* Supplied material *
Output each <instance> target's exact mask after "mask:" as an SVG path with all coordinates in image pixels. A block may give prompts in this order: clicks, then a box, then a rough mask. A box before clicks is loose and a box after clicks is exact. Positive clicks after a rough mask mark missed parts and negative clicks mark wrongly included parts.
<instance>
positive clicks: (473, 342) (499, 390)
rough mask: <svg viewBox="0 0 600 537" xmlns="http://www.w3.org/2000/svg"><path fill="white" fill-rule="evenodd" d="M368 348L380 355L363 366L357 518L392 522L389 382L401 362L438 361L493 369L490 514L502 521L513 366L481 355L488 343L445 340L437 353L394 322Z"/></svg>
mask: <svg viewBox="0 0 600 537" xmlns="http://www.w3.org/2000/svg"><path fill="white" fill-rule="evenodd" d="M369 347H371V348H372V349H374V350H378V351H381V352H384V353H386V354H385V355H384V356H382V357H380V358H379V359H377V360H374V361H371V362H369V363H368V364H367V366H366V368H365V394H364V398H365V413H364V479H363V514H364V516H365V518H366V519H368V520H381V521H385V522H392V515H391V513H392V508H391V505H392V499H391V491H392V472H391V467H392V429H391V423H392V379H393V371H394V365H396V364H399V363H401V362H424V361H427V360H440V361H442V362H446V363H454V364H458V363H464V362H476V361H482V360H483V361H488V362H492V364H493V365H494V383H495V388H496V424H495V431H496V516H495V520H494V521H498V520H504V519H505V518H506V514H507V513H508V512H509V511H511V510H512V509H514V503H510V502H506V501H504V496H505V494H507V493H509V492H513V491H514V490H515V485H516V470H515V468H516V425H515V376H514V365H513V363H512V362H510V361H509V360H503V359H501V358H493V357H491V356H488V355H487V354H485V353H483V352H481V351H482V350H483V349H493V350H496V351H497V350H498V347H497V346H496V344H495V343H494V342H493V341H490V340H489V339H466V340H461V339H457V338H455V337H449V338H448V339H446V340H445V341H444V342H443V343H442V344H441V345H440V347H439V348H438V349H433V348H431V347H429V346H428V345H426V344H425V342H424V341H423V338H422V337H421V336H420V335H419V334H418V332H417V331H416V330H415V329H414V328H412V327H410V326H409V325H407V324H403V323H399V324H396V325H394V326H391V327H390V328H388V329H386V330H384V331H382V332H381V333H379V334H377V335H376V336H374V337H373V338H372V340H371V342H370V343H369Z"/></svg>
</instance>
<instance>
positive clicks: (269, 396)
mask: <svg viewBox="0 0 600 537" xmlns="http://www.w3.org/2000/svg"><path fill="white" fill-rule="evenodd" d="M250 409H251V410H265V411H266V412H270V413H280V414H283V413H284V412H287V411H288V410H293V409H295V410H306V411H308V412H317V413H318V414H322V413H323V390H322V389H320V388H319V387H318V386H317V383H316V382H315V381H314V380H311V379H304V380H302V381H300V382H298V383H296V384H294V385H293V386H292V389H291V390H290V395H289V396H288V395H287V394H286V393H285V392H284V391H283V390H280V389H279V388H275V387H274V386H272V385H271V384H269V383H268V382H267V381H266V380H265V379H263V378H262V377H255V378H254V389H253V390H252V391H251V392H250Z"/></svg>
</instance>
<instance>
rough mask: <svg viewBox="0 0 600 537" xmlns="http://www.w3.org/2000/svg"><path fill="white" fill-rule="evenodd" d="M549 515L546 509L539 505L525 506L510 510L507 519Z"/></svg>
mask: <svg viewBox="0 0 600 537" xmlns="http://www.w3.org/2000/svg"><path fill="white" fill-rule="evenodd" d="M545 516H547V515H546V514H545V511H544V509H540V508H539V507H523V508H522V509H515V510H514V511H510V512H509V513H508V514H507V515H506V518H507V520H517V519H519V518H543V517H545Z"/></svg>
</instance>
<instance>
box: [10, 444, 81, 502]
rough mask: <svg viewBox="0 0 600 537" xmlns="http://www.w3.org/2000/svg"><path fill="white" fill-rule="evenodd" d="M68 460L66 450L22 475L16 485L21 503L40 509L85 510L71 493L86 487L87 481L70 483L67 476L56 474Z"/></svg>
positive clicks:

* Directions *
Reproduce the listing with every instance of "rough mask" renamed to "coarse mask", keeping all other text unchanged.

* Solution to this task *
Output each <instance> target's exact mask after "mask:" as an SVG path with all coordinates in image pixels. A block may give prompts in this order: clicks, then a box, then a coarse mask. A box before clicks is loose and a box after clicks is exact. Positive clicks after a coarse mask mark missed parts and negative clicks mark wrongly included parts.
<instance>
positive clicks: (473, 342) (499, 390)
coarse mask: <svg viewBox="0 0 600 537" xmlns="http://www.w3.org/2000/svg"><path fill="white" fill-rule="evenodd" d="M368 348L380 355L363 366L357 518L392 522L389 382L401 362L438 361L493 369L490 514L502 521L513 366L481 355L488 343L445 340L437 353L394 322Z"/></svg>
mask: <svg viewBox="0 0 600 537" xmlns="http://www.w3.org/2000/svg"><path fill="white" fill-rule="evenodd" d="M369 347H371V348H372V349H374V350H378V351H381V352H384V353H386V354H385V355H384V356H382V357H380V358H379V359H377V360H374V361H371V362H369V363H368V364H367V366H366V368H365V394H364V398H365V413H364V479H363V514H364V516H365V518H366V519H368V520H381V521H385V522H392V515H391V513H392V508H391V505H392V499H391V491H392V472H391V467H392V429H391V423H392V379H393V371H394V365H396V364H399V363H401V362H424V361H427V360H440V361H442V362H446V363H454V364H458V363H464V362H476V361H482V360H483V361H488V362H492V364H493V365H494V383H495V388H496V424H495V431H496V516H495V520H494V521H498V520H504V519H505V518H506V514H507V513H508V512H509V511H511V510H512V509H514V503H510V502H506V501H504V496H505V494H507V493H509V492H513V491H514V490H515V485H516V470H515V468H516V425H515V376H514V365H513V363H512V362H510V361H509V360H503V359H501V358H493V357H491V356H488V355H487V354H485V353H483V352H481V351H482V350H483V349H493V350H496V351H497V350H498V347H497V346H496V344H495V343H494V342H493V341H490V340H489V339H466V340H461V339H457V338H455V337H449V338H448V339H446V340H445V341H444V342H443V343H442V344H441V345H440V347H439V348H438V349H433V348H431V347H429V346H428V345H426V344H425V342H424V341H423V338H422V337H421V336H420V335H419V334H418V332H417V331H416V330H415V329H414V328H412V327H410V326H409V325H407V324H403V323H399V324H396V325H394V326H391V327H390V328H388V329H386V330H384V331H382V332H381V333H379V334H377V335H376V336H374V337H373V338H372V340H371V342H370V343H369Z"/></svg>
</instance>
<instance>
positive clicks: (269, 396)
mask: <svg viewBox="0 0 600 537" xmlns="http://www.w3.org/2000/svg"><path fill="white" fill-rule="evenodd" d="M250 409H251V410H265V411H266V412H270V413H280V414H283V413H284V412H287V411H288V410H293V409H295V410H306V411H308V412H317V413H318V414H322V413H323V390H322V389H320V388H319V387H318V386H317V383H316V382H315V381H314V380H311V379H304V380H302V381H300V382H298V383H296V384H294V385H293V386H292V389H291V390H290V395H289V396H288V395H287V394H286V393H285V392H284V391H283V390H280V389H279V388H275V387H274V386H272V385H271V384H269V383H268V382H267V381H266V380H265V379H263V378H262V377H255V378H254V389H253V390H252V391H251V392H250Z"/></svg>
</instance>
<instance>
coarse mask: <svg viewBox="0 0 600 537" xmlns="http://www.w3.org/2000/svg"><path fill="white" fill-rule="evenodd" d="M549 515L546 509L539 505L525 506L510 510L507 519Z"/></svg>
mask: <svg viewBox="0 0 600 537" xmlns="http://www.w3.org/2000/svg"><path fill="white" fill-rule="evenodd" d="M545 516H547V515H546V514H545V511H544V509H540V508H539V507H523V508H522V509H515V510H514V511H510V512H509V513H508V514H507V515H506V518H507V520H517V519H519V518H543V517H545Z"/></svg>
</instance>
<instance>
box: [10, 444, 81, 502]
coarse mask: <svg viewBox="0 0 600 537" xmlns="http://www.w3.org/2000/svg"><path fill="white" fill-rule="evenodd" d="M68 460L66 450L22 475L16 485L21 503L40 509L85 510L71 493L86 487L87 481L70 483L67 476L56 474Z"/></svg>
positive clicks:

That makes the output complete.